QUOTED TEXT »
Classifying human emotions from speech — happiness, sadness, anger, neutrality — using ML over augmented spectrograms. The best model (a CNN) reached 86% accuracy on a 12,000-clip benchmark.
Data
We aggregated and processed 12,000 audio clips drawn from four public emotion-labeled datasets:
- RAVDESS — Ryerson Audio-Visual Database of Emotional Speech and Song
- TESS — Toronto Emotional Speech Set
- CREMA-D — Crowd-Sourced Emotional Multimodal Actors Dataset
- SAVEE — Surrey Audio-Visual Expressed Emotion
Combining datasets meant resolving conflicting label taxonomies, normalizing sample rates, and handling per-corpus speaker bias.
Approach
To simulate real-world acoustic variability, we augmented every clip with noise injection and time-stretching. Each augmented clip was converted into a spectrogram — a visual representation of how its frequency content evolves over time — so we could apply image models alongside audio-specific ones.

Dataset entries »
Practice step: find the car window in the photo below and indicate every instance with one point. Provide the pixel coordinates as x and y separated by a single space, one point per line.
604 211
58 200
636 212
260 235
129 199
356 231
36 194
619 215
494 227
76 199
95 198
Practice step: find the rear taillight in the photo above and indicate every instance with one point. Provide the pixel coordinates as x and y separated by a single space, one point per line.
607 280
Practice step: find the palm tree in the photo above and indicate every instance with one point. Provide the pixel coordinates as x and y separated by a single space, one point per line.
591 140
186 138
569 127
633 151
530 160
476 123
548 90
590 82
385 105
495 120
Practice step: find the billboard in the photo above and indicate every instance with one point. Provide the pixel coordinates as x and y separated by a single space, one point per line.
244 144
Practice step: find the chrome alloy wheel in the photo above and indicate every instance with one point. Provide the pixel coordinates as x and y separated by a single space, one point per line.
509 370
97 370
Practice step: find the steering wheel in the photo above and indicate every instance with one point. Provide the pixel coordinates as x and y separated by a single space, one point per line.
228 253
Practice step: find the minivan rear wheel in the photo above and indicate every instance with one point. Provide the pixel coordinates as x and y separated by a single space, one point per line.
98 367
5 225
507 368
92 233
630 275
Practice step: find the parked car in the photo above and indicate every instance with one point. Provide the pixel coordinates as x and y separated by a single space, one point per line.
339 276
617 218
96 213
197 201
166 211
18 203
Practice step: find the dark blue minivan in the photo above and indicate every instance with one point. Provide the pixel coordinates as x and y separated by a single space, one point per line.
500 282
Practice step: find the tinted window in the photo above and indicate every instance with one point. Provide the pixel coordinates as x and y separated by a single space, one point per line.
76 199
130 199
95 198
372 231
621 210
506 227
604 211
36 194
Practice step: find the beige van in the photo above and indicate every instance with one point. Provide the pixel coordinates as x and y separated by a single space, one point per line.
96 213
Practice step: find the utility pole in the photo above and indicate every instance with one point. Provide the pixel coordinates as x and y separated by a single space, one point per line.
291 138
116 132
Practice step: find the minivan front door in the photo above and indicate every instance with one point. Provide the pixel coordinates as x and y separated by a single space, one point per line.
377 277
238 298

GOALS »
[a] Gather every line of the records that contains the word "minivan".
[b] Pick up the write-up on classifying emotions from speech after its last sentence and write the next part.

ANSWERS FOR THE TASKS »
[a]
Practice step: find the minivan rear wheel in the photo above and indicate every instance with one point. Provide the pixel coordinates as x and y separated by a single space, one point per line.
Practice step: find the dark blue minivan in the photo above and indicate every instance with one point. Provide the pixel coordinates as x and y separated by a single space, one point per line.
Practice step: find the minivan front door in the photo above and indicate every instance with one point. Provide the pixel coordinates as x and y separated by a single space, one point per line.

[b]
We trained and compared four classifiers:
- Convolutional Neural Network (CNN) — best overall,
- Vision Transformer (ViT) — competitive on cleaner subsets,
- Support Vector Machine (SVM) — a strong classical baseline,
- Decision Tree — interpretability check.
Results
- Best model: CNN at 86% test accuracy.
- Failure mode: the CNN was overconfident in some misclassifications — most strikingly, mis-labeling anger as sadness with high probability.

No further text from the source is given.